Your instructions:
Rewrite every line of the records below as a numbered list, leaving out any blank lines.

Data provided:
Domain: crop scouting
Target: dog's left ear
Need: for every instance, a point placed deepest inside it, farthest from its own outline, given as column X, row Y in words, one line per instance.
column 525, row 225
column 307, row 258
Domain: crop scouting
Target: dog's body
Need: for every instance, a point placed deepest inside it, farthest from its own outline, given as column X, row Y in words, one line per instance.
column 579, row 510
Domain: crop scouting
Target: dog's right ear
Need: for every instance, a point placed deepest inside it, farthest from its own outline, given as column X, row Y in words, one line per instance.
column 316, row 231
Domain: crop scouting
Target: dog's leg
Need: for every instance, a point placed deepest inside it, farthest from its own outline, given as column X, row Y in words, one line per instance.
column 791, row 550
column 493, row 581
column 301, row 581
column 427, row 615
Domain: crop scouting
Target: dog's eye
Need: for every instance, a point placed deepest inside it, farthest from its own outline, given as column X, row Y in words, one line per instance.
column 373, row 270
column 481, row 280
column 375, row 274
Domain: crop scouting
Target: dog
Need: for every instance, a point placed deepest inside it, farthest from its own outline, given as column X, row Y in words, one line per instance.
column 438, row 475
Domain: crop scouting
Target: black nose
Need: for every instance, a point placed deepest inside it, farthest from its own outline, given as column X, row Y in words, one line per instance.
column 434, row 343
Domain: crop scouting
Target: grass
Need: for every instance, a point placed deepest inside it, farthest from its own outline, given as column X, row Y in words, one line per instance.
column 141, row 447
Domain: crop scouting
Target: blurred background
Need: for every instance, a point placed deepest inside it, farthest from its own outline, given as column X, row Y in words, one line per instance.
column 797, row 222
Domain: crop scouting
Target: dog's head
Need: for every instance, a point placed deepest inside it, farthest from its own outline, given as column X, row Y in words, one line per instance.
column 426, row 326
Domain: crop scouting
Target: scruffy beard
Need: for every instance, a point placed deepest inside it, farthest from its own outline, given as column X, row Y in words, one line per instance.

Task result:
1. Domain: crop scouting
2. Target: dog's left ear
3. Need: for every instance, a point placed deepest inside it, farthest from its own outline, given as column X, row Y in words, one line per instance.
4. column 525, row 225
5. column 307, row 258
6. Domain: crop scouting
7. Target: dog's body
8. Need: for every instance, a point placed deepest inside it, farthest from its own outline, given as column X, row Y in words, one line per instance.
9. column 579, row 510
10. Domain: crop scouting
11. Target: dog's right ear
12. Need: for every instance, a point placed deepest inside it, farthest from its own outline, given as column X, row Y in words, one line per instance.
13. column 316, row 231
14. Domain: crop scouting
15. Target: dog's leg
16. Need: for every instance, a point placed deepest inside it, farthest from its own outline, given as column X, row Y in words, one line per instance.
17. column 791, row 550
18. column 493, row 581
19. column 301, row 581
20. column 427, row 615
21. Domain: crop scouting
22. Target: dog's eye
23. Need: for every instance, a point placed deepest inside it, farthest from its own outline, given as column X, row Y in words, one line per instance.
24. column 373, row 270
25. column 481, row 280
26. column 375, row 274
27. Domain: crop scouting
28. Target: dog
29. Need: for every instance, a point placed deepest inside it, farthest from its own outline, given as column X, row Y in words, one line per instance.
30. column 438, row 475
31. Domain: crop scouting
32. Target: black nose
33. Need: for every instance, a point placed deepest inside it, farthest from its own outline, given as column X, row Y in words, one line per instance.
34. column 434, row 343
35. Domain: crop scouting
36. Target: grass
37. Need: for every instance, a point placed deepest inside it, farthest from its own outline, given as column X, row Y in words, one line per instance.
38. column 141, row 447
39. Domain: crop scouting
40. Target: blurred background
41. Need: for every instance, a point placed deepest inside it, farthest from its own outline, given as column X, row Y in words, one line per instance.
42. column 797, row 222
43. Domain: crop scouting
44. Target: dog's head
45. Need: for every instance, a point placed deepest inside it, farthest from its own outline, given as column X, row Y in words, one line per instance.
46. column 426, row 326
47. Domain: crop scouting
48. Target: scruffy beard
49. Need: for every instance, a point placed deepest inside it, farthest from its own outline, given as column X, row Y in words, one line per instance.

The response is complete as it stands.